--- Exercise ---
Everything from the line with "Please locate the green leaf" through the end of the entries must be transcribed exactly; no other lines belong in the answer.

--- Data in this exercise ---
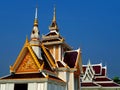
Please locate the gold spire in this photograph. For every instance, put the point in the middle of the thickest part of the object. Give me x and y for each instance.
(53, 25)
(36, 18)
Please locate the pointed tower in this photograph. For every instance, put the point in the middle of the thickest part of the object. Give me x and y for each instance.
(54, 41)
(53, 26)
(35, 37)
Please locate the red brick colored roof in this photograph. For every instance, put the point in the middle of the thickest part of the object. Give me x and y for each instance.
(30, 76)
(97, 69)
(109, 84)
(70, 58)
(101, 79)
(60, 64)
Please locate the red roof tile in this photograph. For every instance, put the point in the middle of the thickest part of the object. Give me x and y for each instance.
(101, 79)
(97, 69)
(70, 58)
(108, 84)
(88, 84)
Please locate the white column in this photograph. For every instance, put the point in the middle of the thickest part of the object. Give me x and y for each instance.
(9, 86)
(41, 86)
(59, 53)
(32, 86)
(71, 81)
(46, 86)
(54, 47)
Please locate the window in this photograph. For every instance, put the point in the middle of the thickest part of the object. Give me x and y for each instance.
(20, 87)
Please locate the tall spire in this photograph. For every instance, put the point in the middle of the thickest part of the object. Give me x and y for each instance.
(53, 25)
(36, 17)
(35, 32)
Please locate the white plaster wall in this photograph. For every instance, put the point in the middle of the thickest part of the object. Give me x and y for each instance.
(71, 81)
(2, 87)
(63, 75)
(55, 86)
(32, 86)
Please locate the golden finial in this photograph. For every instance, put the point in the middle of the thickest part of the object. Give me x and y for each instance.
(36, 17)
(53, 25)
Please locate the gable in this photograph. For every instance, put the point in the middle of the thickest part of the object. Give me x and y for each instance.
(26, 61)
(27, 64)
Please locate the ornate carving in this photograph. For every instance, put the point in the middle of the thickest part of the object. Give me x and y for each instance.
(27, 64)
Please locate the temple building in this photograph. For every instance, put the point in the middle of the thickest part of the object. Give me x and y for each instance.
(95, 77)
(45, 63)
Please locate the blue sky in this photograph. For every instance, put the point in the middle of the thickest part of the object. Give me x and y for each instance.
(92, 25)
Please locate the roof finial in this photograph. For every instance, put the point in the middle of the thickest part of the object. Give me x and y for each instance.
(53, 25)
(35, 35)
(36, 17)
(54, 17)
(36, 13)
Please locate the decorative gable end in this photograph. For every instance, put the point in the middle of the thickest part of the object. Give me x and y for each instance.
(27, 61)
(27, 64)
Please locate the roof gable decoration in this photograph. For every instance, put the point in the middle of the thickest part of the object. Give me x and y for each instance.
(26, 59)
(89, 73)
(49, 57)
(73, 60)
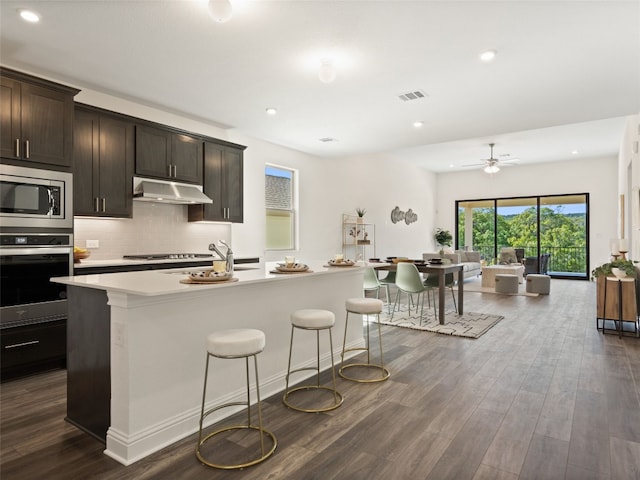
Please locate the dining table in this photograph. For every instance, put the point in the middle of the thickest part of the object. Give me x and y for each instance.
(441, 271)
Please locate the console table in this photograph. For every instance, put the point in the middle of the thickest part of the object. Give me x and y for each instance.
(617, 303)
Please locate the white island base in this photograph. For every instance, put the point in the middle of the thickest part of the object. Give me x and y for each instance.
(158, 337)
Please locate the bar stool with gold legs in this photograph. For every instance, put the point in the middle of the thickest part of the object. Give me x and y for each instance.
(233, 344)
(314, 320)
(363, 306)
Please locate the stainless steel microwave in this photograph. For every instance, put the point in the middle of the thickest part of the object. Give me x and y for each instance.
(35, 198)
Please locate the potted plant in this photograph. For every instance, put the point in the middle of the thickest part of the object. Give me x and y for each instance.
(443, 238)
(627, 267)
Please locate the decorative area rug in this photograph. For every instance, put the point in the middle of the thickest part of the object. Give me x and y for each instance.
(469, 324)
(476, 286)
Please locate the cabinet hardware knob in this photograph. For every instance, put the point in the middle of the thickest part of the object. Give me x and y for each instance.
(23, 344)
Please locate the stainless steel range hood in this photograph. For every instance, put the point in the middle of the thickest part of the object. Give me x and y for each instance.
(149, 190)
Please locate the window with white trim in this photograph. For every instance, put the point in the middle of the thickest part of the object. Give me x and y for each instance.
(280, 208)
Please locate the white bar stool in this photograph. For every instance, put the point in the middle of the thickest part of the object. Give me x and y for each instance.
(314, 320)
(230, 344)
(363, 306)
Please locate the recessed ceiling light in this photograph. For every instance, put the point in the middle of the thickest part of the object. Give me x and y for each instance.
(28, 15)
(488, 55)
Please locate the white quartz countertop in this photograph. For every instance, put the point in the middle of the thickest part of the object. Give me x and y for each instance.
(118, 262)
(163, 282)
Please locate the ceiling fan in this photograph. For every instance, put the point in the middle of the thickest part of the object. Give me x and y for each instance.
(492, 165)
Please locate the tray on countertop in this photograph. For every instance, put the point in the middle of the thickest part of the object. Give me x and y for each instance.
(205, 281)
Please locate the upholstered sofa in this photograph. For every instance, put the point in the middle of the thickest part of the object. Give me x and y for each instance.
(470, 261)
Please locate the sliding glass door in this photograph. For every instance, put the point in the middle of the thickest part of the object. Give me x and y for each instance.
(552, 232)
(517, 224)
(564, 234)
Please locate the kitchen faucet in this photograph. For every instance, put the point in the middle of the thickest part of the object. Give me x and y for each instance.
(227, 258)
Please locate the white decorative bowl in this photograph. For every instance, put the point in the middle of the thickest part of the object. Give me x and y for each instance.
(618, 273)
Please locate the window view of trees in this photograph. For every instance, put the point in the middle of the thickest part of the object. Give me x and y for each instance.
(558, 227)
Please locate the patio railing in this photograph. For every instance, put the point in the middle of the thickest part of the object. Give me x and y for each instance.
(571, 260)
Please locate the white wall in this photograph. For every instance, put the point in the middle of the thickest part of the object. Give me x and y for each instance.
(379, 183)
(598, 177)
(331, 187)
(629, 182)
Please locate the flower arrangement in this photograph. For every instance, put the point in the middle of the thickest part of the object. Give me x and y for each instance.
(443, 237)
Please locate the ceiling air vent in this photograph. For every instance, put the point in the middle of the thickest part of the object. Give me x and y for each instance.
(415, 95)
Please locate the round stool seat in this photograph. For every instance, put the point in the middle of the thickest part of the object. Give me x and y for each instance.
(313, 318)
(364, 305)
(240, 342)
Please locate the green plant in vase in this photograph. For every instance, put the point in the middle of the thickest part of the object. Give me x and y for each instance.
(626, 266)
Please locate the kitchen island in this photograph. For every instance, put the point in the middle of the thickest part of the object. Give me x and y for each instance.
(136, 346)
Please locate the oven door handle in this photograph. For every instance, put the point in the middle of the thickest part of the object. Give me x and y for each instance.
(51, 202)
(35, 251)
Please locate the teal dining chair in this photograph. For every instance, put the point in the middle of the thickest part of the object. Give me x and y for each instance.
(409, 281)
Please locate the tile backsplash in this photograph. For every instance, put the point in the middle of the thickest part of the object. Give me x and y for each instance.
(154, 228)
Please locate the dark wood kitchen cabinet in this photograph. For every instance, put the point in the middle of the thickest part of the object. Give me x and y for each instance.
(32, 348)
(168, 155)
(36, 120)
(104, 146)
(223, 183)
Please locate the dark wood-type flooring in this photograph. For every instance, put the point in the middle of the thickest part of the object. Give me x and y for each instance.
(541, 395)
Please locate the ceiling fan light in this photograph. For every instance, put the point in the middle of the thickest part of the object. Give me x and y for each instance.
(29, 15)
(220, 10)
(488, 55)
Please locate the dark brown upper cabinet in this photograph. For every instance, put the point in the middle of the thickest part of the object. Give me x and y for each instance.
(36, 120)
(104, 146)
(168, 155)
(223, 183)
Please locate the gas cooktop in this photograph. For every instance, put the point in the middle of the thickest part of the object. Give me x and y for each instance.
(167, 256)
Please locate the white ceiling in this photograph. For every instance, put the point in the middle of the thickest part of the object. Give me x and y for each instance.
(565, 76)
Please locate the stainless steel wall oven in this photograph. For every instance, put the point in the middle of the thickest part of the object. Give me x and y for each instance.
(27, 262)
(33, 310)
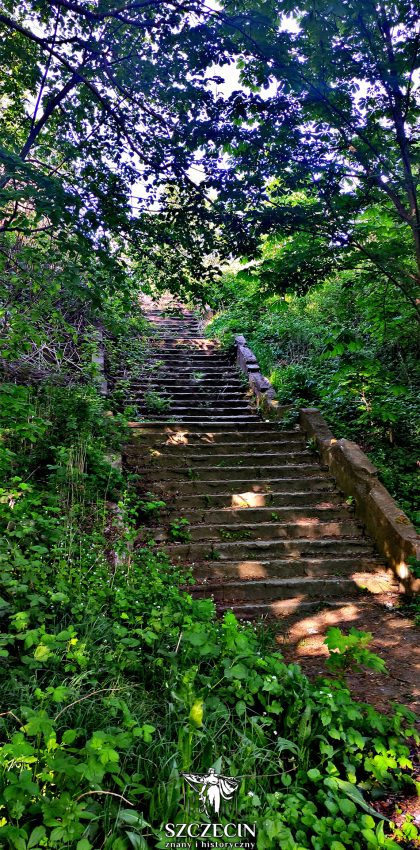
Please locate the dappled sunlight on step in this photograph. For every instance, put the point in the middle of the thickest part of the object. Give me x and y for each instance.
(247, 504)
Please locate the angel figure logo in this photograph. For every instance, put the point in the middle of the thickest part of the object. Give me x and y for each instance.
(212, 788)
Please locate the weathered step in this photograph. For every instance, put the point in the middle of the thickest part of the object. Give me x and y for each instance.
(203, 394)
(184, 413)
(188, 341)
(309, 528)
(199, 402)
(177, 448)
(191, 359)
(267, 549)
(172, 385)
(298, 588)
(213, 440)
(182, 461)
(198, 419)
(242, 489)
(208, 572)
(281, 457)
(216, 432)
(258, 474)
(319, 499)
(290, 609)
(236, 517)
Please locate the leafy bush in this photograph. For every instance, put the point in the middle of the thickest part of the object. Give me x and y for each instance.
(346, 346)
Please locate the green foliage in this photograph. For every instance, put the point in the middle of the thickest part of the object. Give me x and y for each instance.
(179, 530)
(350, 652)
(156, 403)
(346, 346)
(115, 680)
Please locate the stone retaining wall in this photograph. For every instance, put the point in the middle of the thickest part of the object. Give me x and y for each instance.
(394, 535)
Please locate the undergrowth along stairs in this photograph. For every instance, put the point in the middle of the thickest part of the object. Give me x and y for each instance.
(268, 532)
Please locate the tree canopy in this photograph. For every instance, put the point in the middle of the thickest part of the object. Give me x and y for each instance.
(116, 136)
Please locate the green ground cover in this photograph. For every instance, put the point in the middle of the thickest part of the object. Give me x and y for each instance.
(114, 680)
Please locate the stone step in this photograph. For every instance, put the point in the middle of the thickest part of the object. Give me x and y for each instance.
(220, 435)
(239, 489)
(309, 528)
(181, 462)
(189, 385)
(198, 419)
(210, 572)
(178, 445)
(236, 517)
(180, 394)
(293, 548)
(200, 403)
(183, 413)
(281, 456)
(259, 475)
(298, 590)
(245, 502)
(192, 342)
(292, 609)
(191, 359)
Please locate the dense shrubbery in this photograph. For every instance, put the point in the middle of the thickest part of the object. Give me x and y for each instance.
(114, 680)
(346, 346)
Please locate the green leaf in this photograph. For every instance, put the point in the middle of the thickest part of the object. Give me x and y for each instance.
(36, 836)
(353, 793)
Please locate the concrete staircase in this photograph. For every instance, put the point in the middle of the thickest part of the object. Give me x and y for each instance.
(268, 531)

--- Solution for this exercise ---
Please locate the green leaf in this photograph. For every instance, put the point in the middle of the thickest part of the object. Give me x and y for each instance.
(36, 836)
(353, 793)
Please locate the concrete staircase in this photograph. For every instance, put the point in the middle of the thickest part of the object. Give me x and y for each instance.
(268, 531)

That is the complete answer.